** START OF MATERIAL FOR THIS EXERCISE **

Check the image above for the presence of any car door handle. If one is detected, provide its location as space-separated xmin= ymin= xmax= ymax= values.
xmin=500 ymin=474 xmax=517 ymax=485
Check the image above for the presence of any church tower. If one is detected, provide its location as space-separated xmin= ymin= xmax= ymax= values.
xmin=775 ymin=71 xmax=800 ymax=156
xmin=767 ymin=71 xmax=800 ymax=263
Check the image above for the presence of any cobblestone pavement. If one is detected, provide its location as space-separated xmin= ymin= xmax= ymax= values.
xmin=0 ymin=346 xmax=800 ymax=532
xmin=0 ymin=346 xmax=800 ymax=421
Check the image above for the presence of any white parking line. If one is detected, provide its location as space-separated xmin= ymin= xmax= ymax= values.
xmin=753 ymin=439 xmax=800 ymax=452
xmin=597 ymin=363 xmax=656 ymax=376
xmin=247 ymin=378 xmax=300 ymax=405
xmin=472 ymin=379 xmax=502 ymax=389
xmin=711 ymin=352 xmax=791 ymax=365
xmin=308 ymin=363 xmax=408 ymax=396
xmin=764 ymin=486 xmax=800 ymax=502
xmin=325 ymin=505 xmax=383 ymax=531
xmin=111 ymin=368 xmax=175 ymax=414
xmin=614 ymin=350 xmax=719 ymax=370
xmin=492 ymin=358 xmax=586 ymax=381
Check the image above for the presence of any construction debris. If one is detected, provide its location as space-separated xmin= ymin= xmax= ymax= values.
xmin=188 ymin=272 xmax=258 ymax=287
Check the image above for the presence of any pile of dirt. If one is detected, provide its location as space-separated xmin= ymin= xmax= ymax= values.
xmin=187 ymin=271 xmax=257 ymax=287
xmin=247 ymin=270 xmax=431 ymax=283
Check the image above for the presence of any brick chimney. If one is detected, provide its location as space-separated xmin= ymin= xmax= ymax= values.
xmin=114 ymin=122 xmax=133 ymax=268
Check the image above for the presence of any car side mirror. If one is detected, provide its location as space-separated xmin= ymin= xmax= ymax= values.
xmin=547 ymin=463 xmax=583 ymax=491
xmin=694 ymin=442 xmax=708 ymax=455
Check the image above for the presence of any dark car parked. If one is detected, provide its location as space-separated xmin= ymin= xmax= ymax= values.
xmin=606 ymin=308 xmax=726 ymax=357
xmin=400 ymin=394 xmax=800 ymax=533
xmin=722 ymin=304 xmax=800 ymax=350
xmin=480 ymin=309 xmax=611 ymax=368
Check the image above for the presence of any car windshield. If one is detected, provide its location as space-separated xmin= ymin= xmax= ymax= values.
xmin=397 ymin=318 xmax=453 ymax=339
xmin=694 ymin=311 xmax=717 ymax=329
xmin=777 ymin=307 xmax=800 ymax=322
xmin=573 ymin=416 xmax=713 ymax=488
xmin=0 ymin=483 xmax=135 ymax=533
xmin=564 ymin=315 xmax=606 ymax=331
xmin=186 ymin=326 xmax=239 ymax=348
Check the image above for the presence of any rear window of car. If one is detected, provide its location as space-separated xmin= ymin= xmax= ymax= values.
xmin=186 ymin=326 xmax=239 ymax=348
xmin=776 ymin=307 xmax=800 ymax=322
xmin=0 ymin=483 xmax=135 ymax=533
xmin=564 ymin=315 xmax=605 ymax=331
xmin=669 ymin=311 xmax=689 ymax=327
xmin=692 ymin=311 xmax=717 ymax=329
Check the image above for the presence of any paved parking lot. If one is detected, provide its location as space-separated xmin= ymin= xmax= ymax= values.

** END OF MATERIAL FOR THIS EXERCISE **

§ **TASK STATEMENT**
Rewrite the part of the records that opens with the line containing "Check the image above for the presence of any cobblestone" and closes with the line containing "xmin=0 ymin=346 xmax=800 ymax=421", putting "road surface" in place of "pavement" and keeping everything else unchanged. Return only those lines.

§ **TASK SOLUTION**
Check the image above for the presence of any cobblestone road surface. If one is detected, provide its location as space-separated xmin= ymin= xmax= ymax= values.
xmin=0 ymin=346 xmax=800 ymax=532
xmin=0 ymin=346 xmax=800 ymax=421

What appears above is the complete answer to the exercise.